_Prompt_: When a line of the entries contains the word "below", report that line.

########################################

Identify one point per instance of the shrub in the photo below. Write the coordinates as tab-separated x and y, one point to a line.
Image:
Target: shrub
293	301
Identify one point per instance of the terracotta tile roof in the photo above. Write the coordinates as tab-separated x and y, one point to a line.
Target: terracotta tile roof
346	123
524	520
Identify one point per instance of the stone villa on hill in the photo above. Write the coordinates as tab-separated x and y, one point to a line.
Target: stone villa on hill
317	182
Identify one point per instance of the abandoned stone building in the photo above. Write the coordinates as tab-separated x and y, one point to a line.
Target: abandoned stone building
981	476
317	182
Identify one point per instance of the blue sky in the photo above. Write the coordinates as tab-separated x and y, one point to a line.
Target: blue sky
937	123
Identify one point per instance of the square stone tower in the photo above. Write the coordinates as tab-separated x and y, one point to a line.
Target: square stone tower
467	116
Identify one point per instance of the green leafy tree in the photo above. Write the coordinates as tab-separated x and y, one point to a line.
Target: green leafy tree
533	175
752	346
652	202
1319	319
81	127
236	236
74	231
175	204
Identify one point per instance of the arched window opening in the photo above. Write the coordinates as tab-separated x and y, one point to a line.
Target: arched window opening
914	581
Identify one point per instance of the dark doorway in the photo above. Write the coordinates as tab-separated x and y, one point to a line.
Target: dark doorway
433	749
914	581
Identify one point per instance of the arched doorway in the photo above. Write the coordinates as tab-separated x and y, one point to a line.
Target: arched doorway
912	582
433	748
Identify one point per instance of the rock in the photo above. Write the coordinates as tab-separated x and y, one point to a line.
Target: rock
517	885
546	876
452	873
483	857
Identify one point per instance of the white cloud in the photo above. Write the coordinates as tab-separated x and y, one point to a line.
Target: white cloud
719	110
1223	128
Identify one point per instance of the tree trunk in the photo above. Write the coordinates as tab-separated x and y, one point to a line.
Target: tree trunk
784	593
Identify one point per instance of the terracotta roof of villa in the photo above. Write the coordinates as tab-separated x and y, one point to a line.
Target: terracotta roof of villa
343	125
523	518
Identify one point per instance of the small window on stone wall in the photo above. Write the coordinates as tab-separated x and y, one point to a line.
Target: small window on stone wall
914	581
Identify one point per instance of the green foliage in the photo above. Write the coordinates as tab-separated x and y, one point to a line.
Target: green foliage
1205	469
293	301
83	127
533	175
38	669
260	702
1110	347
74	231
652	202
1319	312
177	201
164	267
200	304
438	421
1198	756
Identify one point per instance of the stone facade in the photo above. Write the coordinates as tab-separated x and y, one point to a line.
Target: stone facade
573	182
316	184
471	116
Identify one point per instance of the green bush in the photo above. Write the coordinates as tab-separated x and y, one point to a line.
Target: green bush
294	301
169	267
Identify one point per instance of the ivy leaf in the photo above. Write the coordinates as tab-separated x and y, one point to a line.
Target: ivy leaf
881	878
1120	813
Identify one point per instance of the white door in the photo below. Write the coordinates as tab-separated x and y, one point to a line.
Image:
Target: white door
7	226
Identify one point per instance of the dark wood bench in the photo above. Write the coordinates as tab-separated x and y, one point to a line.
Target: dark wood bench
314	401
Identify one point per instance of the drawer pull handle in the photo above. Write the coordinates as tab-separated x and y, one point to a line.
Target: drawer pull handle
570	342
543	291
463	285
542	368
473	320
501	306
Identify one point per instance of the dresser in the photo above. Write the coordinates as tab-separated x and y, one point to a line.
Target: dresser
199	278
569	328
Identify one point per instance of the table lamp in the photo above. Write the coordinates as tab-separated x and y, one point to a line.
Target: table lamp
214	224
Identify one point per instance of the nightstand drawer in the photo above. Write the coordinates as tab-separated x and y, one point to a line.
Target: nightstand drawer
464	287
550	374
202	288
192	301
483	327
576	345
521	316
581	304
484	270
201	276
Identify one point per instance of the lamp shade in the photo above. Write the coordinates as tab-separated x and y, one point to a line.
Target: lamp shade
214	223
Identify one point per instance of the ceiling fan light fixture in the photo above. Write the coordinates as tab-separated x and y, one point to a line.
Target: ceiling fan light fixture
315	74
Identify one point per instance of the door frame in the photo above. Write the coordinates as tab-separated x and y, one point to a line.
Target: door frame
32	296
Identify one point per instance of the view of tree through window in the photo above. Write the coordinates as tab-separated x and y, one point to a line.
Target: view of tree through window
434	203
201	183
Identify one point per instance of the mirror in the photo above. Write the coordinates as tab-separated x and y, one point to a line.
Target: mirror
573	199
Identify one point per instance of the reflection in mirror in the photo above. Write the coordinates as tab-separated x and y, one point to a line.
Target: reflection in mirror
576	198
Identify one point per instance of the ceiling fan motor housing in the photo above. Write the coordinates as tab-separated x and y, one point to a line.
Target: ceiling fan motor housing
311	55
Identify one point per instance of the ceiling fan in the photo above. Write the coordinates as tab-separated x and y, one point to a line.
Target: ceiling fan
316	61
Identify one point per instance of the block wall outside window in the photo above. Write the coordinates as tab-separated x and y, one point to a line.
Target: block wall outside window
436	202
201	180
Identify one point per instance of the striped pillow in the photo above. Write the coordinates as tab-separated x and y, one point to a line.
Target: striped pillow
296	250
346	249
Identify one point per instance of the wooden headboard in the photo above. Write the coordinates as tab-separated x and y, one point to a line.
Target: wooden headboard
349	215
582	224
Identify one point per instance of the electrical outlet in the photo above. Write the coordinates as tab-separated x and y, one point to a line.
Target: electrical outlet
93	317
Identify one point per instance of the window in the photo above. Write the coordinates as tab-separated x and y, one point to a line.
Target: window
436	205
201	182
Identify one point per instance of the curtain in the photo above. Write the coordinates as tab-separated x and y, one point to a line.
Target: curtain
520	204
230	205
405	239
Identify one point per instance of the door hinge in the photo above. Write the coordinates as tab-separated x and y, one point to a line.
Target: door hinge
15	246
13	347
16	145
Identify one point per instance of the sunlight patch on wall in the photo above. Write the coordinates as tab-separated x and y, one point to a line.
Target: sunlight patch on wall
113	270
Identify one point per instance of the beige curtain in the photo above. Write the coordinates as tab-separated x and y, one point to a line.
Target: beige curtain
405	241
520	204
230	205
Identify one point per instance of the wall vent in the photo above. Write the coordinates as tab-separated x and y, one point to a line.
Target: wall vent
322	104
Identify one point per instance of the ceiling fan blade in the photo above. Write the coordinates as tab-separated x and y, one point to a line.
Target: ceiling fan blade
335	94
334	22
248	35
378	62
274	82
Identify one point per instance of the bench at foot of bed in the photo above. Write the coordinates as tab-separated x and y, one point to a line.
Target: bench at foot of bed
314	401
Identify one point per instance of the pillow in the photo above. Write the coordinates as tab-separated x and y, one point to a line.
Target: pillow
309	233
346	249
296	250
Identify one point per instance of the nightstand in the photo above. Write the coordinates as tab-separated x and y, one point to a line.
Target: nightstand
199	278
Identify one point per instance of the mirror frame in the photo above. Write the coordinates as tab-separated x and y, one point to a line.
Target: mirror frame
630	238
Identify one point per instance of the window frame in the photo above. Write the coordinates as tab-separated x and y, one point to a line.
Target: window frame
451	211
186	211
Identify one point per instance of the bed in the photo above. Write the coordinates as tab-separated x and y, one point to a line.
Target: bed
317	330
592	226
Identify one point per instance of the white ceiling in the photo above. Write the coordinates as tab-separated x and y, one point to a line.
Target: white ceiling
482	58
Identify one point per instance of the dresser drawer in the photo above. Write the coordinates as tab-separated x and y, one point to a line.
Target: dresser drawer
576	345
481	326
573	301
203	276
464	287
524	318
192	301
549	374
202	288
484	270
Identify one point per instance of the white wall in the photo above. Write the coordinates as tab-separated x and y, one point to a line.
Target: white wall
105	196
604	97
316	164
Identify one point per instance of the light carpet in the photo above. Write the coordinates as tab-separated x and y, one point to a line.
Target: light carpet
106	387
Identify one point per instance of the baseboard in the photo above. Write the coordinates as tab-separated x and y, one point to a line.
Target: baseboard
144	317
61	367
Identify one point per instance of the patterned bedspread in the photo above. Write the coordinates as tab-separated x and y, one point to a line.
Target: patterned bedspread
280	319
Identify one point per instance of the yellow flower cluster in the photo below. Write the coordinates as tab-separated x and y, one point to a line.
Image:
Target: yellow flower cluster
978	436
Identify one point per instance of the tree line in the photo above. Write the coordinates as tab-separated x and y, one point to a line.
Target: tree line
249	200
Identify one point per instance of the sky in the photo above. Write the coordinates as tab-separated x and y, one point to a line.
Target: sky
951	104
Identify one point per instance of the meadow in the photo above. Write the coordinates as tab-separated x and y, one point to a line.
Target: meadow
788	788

########################################

_Solution_:
Identify one point per instance of the shrub in the photo below. Write the coordinates as tab-separated x and y, one point to a line.
Identify one point per instance of the white door in the photo below. Write the coordinates as tab-separated x and y, one point to a line.
Identify one point per instance of the yellow flower cluster in the photo below. Write the coordinates as tab-separated x and y, one point to a line.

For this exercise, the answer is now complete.